WHAT TO DO:
Write the items below as a two-column CSV with the headers "prompt" and "response", one row per item. Put each item's full text and its answer in separate double-quoted fields, and replace every line break with a space.

________

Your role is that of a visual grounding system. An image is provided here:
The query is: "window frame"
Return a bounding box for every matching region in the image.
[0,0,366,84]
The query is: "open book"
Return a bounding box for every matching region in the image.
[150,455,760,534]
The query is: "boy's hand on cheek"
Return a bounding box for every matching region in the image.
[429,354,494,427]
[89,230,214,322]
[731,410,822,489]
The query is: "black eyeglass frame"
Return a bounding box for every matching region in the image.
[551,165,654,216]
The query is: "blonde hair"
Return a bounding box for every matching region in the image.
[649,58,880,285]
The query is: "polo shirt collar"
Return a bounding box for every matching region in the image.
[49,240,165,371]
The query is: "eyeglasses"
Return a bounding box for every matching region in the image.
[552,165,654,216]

________

ANSWER FOR THIS EXERCISE:
prompt,response
"Your role is that of a visual grounding system. An image is provided here: The query is: ""window frame"" Return a bounding box for every matching region in the image.","[0,0,366,84]"
"The query is: ""open book"" Return a bounding box for every matching region in the image.","[150,455,760,534]"
"The query is: ""boy's hand on cheek"" Return a bounding box for every matching region in the image.","[429,354,494,427] [89,230,214,322] [731,410,822,489]"
"The query is: ""black eyeglass frame"" Return a bounding box for every matching region in the image.","[551,165,654,216]"
"The query is: ""blonde hair"" Return a bounding box for every matching region in the image.","[649,58,880,285]"
"The query is: ""polo shirt collar"" Return a bounding box for every matching region in the image.","[49,240,165,371]"
"The query is: ""eyeglasses"" Return a bounding box for every matching region in the image.","[552,165,654,216]"